**The request**
Find every row below that contains the string "black", treating uppercase and lowercase as different, and copy each of those rows in full.

**Records supplied**
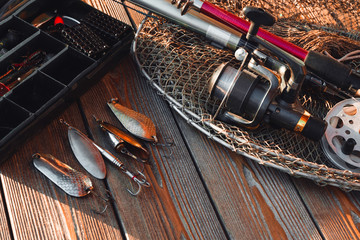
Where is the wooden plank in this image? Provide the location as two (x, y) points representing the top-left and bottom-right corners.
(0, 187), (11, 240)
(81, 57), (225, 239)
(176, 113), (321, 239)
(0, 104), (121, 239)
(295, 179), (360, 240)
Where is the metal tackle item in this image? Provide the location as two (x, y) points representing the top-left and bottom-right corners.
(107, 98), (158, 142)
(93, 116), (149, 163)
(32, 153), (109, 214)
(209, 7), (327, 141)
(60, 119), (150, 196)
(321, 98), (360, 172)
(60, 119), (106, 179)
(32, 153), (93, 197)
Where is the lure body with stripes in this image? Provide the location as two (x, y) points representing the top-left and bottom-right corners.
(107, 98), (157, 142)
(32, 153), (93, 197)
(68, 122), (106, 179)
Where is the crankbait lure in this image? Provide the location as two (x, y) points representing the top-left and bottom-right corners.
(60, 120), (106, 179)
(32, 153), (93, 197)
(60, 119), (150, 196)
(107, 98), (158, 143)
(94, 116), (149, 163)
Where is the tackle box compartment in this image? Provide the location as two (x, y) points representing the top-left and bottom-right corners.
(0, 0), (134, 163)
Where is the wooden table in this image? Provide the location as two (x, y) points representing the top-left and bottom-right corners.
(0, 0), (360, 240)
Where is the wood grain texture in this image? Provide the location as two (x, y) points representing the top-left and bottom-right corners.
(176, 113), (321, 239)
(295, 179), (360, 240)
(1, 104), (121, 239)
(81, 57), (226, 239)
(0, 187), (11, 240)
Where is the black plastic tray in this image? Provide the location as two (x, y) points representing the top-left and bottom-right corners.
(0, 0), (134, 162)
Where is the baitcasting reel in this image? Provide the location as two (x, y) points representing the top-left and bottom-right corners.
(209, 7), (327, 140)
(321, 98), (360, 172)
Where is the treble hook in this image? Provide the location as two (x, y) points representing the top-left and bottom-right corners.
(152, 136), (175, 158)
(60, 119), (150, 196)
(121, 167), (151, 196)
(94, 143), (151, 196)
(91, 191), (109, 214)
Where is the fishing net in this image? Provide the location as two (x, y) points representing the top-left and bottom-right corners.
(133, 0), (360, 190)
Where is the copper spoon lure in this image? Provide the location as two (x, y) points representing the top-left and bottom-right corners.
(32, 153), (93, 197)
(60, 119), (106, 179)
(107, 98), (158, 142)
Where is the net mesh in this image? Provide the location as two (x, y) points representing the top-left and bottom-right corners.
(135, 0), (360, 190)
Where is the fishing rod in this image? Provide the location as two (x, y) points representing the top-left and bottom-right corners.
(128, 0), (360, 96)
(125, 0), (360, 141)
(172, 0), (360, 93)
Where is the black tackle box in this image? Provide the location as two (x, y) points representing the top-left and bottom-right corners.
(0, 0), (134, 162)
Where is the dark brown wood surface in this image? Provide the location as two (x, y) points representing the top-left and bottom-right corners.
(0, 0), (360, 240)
--
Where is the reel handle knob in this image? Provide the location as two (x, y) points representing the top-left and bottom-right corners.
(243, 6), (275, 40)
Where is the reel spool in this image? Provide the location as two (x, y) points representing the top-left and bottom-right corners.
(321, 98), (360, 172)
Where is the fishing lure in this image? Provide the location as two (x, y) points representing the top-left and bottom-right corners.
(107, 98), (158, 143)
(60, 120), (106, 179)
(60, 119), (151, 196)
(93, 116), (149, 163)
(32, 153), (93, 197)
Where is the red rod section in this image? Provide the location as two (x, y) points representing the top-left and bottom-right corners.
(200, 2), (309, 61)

**Solved exercise**
Where is the black plastic tray in this image? Provide the location as two (x, y) points representing the top-left and bottom-right corners.
Where is the black tackle box in this image? Provide the location as two (x, y) points representing the top-left and bottom-right corners.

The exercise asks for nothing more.